• [ABOUT THIS TASK]: State the number of lines below in which the word "wheel" appears. Nothing else belongs in the answer.

• [DATASET RECORDS]:
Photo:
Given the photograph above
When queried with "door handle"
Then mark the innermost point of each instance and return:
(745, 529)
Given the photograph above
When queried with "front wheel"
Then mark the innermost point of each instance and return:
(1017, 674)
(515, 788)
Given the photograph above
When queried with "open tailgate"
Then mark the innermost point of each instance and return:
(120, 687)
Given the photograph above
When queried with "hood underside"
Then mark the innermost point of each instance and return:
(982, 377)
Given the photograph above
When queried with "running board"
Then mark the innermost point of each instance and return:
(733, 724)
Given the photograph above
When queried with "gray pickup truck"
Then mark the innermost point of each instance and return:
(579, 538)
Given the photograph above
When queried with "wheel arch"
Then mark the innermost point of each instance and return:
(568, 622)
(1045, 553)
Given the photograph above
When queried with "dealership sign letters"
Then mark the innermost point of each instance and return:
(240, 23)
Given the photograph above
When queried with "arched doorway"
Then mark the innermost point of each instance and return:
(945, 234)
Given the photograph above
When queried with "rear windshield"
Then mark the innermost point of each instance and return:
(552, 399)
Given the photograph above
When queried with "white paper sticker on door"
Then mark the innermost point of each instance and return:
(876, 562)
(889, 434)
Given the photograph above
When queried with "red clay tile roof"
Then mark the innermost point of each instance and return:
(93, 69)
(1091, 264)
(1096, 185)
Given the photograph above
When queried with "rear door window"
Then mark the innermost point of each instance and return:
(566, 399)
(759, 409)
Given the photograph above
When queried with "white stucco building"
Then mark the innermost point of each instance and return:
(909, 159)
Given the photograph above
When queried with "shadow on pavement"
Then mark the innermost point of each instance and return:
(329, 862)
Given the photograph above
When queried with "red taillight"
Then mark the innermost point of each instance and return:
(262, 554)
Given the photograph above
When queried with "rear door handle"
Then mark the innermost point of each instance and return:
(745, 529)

• [WORKED SOLUTION]: 2